== Records for the exercise

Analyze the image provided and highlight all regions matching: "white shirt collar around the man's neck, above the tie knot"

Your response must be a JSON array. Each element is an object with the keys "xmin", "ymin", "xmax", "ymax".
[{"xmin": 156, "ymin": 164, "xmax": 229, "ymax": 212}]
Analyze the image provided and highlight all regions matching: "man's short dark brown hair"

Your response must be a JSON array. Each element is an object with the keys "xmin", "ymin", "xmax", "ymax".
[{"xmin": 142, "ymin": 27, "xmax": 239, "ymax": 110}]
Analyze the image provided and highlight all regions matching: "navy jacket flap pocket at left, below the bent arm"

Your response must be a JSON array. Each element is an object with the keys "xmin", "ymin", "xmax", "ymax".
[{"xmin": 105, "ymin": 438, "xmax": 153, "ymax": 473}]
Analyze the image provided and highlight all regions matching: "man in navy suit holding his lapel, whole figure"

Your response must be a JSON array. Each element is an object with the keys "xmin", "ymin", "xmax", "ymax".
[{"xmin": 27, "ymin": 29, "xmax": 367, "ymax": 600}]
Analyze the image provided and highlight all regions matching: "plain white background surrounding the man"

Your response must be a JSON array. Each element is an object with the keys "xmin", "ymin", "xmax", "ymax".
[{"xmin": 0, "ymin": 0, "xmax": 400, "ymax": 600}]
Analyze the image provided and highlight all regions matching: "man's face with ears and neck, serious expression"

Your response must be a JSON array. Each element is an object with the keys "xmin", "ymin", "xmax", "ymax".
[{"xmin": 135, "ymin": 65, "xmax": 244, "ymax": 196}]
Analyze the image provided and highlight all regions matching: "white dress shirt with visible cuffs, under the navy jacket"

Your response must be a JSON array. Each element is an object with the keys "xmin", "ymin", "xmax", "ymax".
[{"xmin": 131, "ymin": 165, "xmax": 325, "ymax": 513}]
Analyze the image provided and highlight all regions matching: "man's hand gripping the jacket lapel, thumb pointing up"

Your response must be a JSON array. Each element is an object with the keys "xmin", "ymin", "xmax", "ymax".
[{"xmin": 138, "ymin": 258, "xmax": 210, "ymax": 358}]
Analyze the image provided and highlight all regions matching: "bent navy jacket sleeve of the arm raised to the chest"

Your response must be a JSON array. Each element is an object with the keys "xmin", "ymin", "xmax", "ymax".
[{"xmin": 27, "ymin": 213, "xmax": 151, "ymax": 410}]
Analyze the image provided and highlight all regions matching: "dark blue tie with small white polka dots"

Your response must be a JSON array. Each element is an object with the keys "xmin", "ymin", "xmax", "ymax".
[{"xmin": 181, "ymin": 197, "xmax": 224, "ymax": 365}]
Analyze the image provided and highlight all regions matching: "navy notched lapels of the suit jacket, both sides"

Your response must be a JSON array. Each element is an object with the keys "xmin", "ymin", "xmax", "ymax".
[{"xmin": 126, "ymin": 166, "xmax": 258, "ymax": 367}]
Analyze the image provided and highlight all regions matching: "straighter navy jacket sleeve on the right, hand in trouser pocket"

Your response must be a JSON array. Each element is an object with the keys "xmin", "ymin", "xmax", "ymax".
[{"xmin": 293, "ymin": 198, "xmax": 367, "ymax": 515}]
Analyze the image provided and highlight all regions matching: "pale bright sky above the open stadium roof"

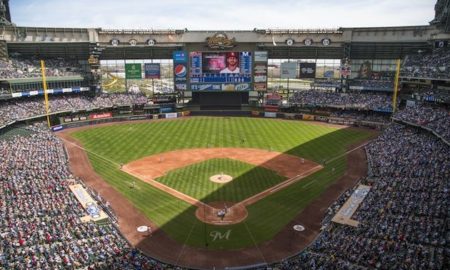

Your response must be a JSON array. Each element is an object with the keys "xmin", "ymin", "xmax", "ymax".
[{"xmin": 9, "ymin": 0, "xmax": 436, "ymax": 30}]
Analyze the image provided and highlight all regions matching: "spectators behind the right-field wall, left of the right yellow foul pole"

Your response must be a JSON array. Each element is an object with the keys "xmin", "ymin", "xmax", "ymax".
[{"xmin": 290, "ymin": 90, "xmax": 392, "ymax": 111}]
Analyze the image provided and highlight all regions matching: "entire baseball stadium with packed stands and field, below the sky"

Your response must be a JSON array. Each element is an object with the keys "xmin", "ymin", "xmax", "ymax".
[{"xmin": 0, "ymin": 0, "xmax": 450, "ymax": 270}]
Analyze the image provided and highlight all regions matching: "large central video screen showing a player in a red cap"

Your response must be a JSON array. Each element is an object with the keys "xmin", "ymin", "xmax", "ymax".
[{"xmin": 189, "ymin": 52, "xmax": 252, "ymax": 91}]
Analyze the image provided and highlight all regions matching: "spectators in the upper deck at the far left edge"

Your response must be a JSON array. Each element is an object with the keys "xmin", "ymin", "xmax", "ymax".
[{"xmin": 0, "ymin": 58, "xmax": 81, "ymax": 80}]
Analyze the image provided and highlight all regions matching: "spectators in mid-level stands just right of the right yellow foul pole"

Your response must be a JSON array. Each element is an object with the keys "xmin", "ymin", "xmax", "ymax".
[{"xmin": 393, "ymin": 104, "xmax": 450, "ymax": 142}]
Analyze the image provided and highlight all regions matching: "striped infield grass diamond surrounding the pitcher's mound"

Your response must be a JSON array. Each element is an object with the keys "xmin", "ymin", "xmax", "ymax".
[{"xmin": 156, "ymin": 158, "xmax": 286, "ymax": 202}]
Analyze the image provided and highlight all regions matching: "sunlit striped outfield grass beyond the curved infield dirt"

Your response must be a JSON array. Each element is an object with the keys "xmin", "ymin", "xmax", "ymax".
[{"xmin": 74, "ymin": 117, "xmax": 342, "ymax": 164}]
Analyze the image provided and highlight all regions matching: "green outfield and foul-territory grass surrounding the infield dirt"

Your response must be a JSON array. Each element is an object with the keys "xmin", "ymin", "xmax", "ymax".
[{"xmin": 73, "ymin": 117, "xmax": 371, "ymax": 249}]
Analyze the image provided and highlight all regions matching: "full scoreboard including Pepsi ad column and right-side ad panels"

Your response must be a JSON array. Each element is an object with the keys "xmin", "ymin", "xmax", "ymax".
[{"xmin": 173, "ymin": 51, "xmax": 267, "ymax": 92}]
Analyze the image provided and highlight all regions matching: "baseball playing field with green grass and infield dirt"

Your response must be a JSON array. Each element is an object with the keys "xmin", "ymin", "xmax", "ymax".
[{"xmin": 62, "ymin": 117, "xmax": 373, "ymax": 262}]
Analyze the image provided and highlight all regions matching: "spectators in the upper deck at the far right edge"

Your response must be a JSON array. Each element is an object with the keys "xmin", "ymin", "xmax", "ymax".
[{"xmin": 400, "ymin": 48, "xmax": 450, "ymax": 79}]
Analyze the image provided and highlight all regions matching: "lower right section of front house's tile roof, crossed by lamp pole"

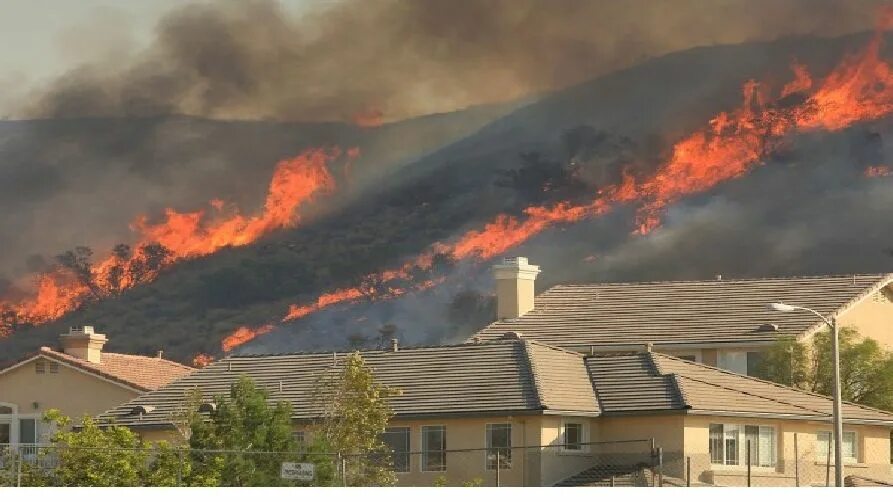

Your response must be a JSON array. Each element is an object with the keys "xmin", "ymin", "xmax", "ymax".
[{"xmin": 586, "ymin": 352, "xmax": 893, "ymax": 424}]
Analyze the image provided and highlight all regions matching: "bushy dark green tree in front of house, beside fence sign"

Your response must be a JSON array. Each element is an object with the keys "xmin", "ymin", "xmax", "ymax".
[{"xmin": 186, "ymin": 376, "xmax": 333, "ymax": 486}]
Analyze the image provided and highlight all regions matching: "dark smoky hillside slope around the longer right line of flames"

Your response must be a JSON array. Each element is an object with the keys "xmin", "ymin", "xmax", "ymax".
[{"xmin": 0, "ymin": 30, "xmax": 893, "ymax": 360}]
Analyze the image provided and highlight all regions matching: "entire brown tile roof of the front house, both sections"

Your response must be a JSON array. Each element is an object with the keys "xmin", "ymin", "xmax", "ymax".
[{"xmin": 100, "ymin": 340, "xmax": 893, "ymax": 427}]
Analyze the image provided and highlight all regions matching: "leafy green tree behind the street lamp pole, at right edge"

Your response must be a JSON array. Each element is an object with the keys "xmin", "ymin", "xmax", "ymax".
[{"xmin": 758, "ymin": 327, "xmax": 893, "ymax": 410}]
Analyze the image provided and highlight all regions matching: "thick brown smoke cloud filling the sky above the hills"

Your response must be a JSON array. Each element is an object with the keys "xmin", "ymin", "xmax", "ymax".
[{"xmin": 18, "ymin": 0, "xmax": 884, "ymax": 121}]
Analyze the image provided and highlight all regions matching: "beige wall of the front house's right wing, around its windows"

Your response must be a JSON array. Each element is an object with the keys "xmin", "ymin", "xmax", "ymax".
[{"xmin": 684, "ymin": 415, "xmax": 893, "ymax": 486}]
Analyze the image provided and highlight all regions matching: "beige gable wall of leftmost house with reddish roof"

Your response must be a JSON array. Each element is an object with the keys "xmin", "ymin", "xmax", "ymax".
[{"xmin": 0, "ymin": 358, "xmax": 139, "ymax": 434}]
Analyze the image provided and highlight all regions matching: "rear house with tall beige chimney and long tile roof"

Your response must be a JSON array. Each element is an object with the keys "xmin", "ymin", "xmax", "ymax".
[{"xmin": 474, "ymin": 257, "xmax": 893, "ymax": 375}]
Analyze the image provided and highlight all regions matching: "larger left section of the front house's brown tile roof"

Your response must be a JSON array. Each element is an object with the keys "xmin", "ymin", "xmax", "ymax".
[{"xmin": 101, "ymin": 340, "xmax": 598, "ymax": 426}]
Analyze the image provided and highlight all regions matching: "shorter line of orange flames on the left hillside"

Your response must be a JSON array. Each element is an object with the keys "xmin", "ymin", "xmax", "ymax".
[{"xmin": 0, "ymin": 148, "xmax": 348, "ymax": 335}]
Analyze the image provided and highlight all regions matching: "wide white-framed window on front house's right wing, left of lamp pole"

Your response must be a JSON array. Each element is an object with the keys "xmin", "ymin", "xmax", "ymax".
[{"xmin": 709, "ymin": 424, "xmax": 776, "ymax": 467}]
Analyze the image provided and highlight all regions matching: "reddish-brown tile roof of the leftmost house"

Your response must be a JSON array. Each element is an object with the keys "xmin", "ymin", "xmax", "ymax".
[{"xmin": 34, "ymin": 347, "xmax": 194, "ymax": 391}]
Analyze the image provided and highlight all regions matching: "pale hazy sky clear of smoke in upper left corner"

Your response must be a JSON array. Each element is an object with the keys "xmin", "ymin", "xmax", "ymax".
[{"xmin": 0, "ymin": 0, "xmax": 324, "ymax": 91}]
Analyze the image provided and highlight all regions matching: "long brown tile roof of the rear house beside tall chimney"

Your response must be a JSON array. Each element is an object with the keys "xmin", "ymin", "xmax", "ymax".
[{"xmin": 476, "ymin": 274, "xmax": 893, "ymax": 348}]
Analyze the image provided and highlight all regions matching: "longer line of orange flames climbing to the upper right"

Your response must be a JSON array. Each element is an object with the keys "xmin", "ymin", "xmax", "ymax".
[{"xmin": 221, "ymin": 15, "xmax": 893, "ymax": 352}]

====

■ **Brief**: Your reply must contain exactly the lines from the first line of the data through the line holding "jacket flap pocket", and nothing more.

■ **Output**:
Analyze the image provided and highlight all regions matching: "white shirt collar around the man's neck, above the tie knot"

Your response must be a JSON array. Each element is an object with the keys "xmin", "ymin", "xmax", "ymax".
[{"xmin": 156, "ymin": 164, "xmax": 229, "ymax": 212}]
Analyze the image provided and highlight all regions matching: "man's short dark brown hair"

Your response must be a JSON array. Each element is an object with the keys "xmin", "ymin", "xmax", "ymax".
[{"xmin": 142, "ymin": 27, "xmax": 239, "ymax": 110}]
Analyze the image provided and highlight all regions matching: "navy jacket flap pocket at left, below the bent arm"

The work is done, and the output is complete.